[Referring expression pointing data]
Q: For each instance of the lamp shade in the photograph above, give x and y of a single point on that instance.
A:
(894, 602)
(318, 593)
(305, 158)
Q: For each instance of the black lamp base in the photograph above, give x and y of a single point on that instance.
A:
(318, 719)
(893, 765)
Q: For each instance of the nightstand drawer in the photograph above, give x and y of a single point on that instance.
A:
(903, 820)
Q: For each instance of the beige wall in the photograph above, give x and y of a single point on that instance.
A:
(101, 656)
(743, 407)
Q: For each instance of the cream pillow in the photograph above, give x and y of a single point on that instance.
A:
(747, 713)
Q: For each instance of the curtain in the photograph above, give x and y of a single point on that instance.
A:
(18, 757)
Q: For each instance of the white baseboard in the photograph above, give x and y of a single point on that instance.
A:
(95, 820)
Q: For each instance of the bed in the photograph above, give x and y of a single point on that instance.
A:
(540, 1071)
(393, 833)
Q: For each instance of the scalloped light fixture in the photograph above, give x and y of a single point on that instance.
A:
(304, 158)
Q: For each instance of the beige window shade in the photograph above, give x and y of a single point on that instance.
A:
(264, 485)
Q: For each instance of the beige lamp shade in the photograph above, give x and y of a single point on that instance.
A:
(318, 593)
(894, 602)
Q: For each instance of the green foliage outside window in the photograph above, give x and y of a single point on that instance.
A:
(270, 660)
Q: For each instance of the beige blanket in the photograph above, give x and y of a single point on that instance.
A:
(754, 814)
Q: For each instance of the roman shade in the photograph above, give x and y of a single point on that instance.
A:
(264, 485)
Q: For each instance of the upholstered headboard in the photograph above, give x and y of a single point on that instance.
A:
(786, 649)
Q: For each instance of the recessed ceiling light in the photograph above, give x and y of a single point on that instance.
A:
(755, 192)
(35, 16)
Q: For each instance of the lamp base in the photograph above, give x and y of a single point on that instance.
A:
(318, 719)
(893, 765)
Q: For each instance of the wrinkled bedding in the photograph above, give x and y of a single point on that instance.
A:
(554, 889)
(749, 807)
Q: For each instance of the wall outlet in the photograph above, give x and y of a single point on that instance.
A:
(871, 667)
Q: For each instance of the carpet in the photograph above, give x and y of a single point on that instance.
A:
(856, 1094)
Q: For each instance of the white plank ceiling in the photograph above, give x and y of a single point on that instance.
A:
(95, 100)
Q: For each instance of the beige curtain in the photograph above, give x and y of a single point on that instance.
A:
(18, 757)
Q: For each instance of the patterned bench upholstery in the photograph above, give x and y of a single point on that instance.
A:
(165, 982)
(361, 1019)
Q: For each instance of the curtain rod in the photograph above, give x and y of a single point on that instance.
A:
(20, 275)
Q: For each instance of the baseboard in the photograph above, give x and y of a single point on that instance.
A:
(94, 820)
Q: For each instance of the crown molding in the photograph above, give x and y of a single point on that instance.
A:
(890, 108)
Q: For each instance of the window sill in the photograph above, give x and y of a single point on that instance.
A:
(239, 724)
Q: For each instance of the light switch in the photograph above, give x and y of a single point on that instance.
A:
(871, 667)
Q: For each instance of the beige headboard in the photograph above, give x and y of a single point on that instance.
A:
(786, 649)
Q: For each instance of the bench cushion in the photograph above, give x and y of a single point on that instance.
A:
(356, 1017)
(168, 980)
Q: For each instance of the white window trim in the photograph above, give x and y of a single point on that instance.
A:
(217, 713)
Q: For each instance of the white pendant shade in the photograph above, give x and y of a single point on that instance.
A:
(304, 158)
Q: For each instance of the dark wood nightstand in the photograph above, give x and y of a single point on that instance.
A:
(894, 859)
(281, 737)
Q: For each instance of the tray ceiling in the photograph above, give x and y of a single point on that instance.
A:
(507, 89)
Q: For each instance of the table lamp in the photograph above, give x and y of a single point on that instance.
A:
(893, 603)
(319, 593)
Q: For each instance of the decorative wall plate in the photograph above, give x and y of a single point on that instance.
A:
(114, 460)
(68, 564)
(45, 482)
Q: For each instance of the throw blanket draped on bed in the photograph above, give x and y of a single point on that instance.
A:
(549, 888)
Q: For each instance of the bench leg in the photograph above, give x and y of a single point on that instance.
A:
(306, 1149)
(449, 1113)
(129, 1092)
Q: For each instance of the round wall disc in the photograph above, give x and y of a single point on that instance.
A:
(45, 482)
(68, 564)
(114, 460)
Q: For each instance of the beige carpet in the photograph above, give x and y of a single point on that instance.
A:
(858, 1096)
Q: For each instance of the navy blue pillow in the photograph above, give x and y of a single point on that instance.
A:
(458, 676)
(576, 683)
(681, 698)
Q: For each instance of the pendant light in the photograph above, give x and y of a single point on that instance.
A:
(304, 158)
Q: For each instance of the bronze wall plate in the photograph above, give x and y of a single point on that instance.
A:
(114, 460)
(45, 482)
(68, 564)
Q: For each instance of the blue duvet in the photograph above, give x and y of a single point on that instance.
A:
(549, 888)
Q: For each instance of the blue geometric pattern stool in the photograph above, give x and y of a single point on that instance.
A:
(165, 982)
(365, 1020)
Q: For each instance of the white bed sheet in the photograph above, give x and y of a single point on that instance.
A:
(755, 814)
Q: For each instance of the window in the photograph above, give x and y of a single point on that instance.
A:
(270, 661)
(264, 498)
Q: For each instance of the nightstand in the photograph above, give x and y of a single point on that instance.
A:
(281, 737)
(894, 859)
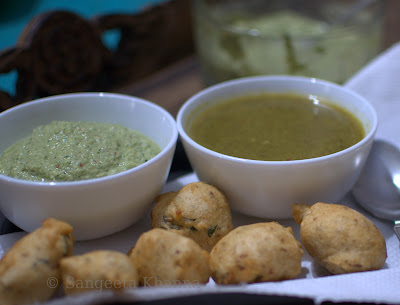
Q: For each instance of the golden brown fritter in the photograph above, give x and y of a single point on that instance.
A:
(165, 258)
(258, 252)
(29, 271)
(198, 211)
(98, 270)
(339, 238)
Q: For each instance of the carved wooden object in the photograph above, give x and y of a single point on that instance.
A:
(60, 52)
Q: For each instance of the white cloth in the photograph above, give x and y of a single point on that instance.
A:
(378, 82)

ACTIVITY ▸
Look over the records above and filter for each line with the word "plate".

TASK ANSWER ▸
Q: For each instance of the decorative wall plate in the photograph above, give x and y of a single point on that instance.
Q: For each instance of the bronze wall plate in the photograph above, give x and y of a single point on that instance.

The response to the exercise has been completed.